— start Data for this task —

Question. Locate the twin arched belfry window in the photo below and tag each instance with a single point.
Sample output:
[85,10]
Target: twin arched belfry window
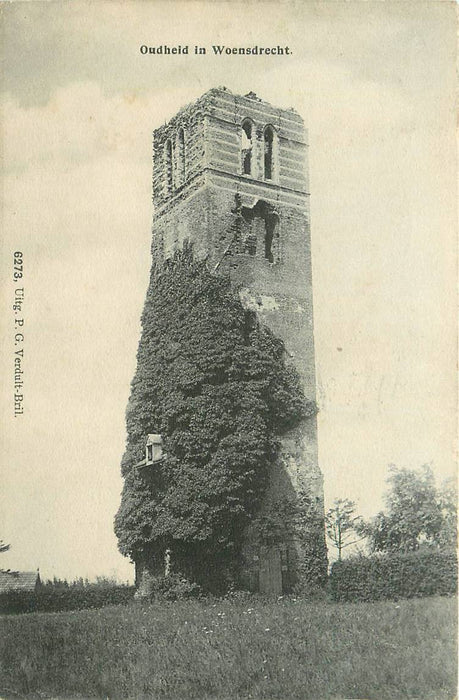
[175,168]
[247,150]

— end Data for this task —

- _Required work_: Quote the lines above word for word, leaving out the pictures.

- _Output of the exercise_:
Question. Locate the twin arched belfry window in the photo below and tag each instance with a single point.
Sample output:
[85,10]
Target: twin arched belfry window
[175,168]
[247,150]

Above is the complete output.